TASKS AND EXERCISES.
1. According to the oxybenzone article, in which journal was the study on oxybenzone and Hirschsprung's disease published?
2. Transcribe the portion of the oxybenzone article between "LIHUE — Sunscreens" and "harmful for humans.", inclusive, without any alteration.

LIHUE — Sunscreens containing oxybenzone were banned from sale in Hawaii as a step toward protecting coral reefs, and a recent study maintains the chemical could be harmful for humans.
It’s one of several papers that have looked at the potential for oxybenzone to cause hormone disruption in humans, and was published in the journal Reproductive Toxicology in March.
The chemical is an ingredient in shampoos and fragrances, mascaras and soaps, insect repellents and sunsreens, and also in toddler pacifiers, teethers and single-use plastic packaging.
This study looked at a potential connection between oxybenzone and Hirshsprung’s disease, a birth defect that develops in the first trimester of pregnancy.
“Oxybenzone may increase the risk for having the birth defect Hirschsprung’s disease,” author Craig Downs said in a release about the study.
Makers and users of oxybenzone have long maintained it is safe to use and point out it is “one of the few Food and Drug Administration (FDA) approved ingredients that provides safe and effective broad-spectrum protection from UV radiation, and has been approved for use since 1978.”
Also, studies showed “no link between oxybenzone in sunscreen and hormonal alterations or any other significant health issues in humans,” said Alexandra Kowcz, chief scientist at the Personal Care Products Council, in a 2018 report at ChemicalWatch.com.
In 2018, Hawaii passed a law that banned the sale of products containing oxybenzone. The same law banned the chemical benzophenone-2 as well — a similar compound used mostly in skincare products, versus sunscreens.

SOURCE DATA.
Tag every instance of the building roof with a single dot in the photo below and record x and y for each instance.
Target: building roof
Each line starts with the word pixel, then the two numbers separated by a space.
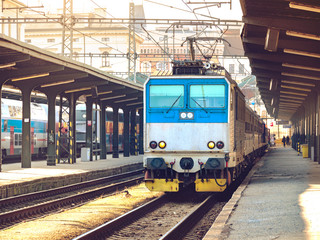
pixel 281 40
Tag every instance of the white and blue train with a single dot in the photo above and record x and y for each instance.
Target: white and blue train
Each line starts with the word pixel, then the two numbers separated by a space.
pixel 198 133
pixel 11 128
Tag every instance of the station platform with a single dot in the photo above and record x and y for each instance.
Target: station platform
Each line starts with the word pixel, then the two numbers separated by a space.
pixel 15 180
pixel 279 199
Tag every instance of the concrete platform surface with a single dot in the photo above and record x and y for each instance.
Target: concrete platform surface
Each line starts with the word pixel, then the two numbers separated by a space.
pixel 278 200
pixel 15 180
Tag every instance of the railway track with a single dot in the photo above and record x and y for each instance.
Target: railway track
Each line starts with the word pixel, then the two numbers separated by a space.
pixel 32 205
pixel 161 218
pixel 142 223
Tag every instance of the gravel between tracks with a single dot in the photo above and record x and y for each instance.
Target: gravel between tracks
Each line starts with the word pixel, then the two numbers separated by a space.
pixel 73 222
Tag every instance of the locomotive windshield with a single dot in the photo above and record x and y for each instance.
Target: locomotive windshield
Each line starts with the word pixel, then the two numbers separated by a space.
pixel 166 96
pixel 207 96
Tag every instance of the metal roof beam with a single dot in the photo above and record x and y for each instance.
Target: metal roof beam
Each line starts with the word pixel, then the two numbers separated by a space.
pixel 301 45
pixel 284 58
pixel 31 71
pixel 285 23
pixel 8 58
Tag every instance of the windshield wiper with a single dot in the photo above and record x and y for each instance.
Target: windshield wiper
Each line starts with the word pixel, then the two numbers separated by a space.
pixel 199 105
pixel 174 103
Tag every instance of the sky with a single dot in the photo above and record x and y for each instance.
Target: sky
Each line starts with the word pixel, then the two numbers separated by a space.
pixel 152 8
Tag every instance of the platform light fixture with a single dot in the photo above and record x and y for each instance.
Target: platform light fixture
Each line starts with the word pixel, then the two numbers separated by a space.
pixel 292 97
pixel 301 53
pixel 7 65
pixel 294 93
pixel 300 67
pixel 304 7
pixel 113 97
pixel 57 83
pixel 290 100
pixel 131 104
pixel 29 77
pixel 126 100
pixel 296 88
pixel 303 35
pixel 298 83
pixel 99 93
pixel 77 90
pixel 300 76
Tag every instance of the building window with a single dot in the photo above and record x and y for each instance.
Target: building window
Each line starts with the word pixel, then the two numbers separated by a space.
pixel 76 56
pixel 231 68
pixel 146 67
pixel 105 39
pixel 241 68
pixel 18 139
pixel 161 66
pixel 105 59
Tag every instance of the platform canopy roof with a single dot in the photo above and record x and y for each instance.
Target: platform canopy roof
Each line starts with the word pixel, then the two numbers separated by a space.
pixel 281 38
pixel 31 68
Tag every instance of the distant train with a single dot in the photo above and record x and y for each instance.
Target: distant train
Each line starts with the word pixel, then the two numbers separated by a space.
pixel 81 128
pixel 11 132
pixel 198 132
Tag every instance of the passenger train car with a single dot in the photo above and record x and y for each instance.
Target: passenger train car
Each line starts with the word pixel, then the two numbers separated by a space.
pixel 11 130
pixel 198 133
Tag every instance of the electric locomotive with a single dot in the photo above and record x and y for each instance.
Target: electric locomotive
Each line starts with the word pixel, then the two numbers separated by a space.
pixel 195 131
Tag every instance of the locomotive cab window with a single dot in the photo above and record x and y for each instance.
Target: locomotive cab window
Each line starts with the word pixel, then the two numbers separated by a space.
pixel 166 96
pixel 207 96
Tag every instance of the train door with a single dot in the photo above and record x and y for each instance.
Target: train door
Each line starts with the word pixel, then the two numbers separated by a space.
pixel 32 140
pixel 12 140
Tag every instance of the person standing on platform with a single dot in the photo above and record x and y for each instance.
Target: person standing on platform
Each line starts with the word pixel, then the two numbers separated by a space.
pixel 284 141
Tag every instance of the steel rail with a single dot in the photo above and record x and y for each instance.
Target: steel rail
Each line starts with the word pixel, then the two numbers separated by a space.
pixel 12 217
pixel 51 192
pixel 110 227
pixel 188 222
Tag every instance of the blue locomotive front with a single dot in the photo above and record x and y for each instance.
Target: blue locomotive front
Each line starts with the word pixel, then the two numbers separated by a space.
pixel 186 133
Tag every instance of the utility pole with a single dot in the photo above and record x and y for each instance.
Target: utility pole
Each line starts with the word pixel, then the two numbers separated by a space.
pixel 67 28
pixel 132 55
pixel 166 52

RESULTS OF THE EXERCISE.
1. Reproductive Toxicology

2.
LIHUE — Sunscreens containing oxybenzone were banned from sale in Hawaii as a step toward protecting coral reefs, and a recent study maintains the chemical could be harmful for humans.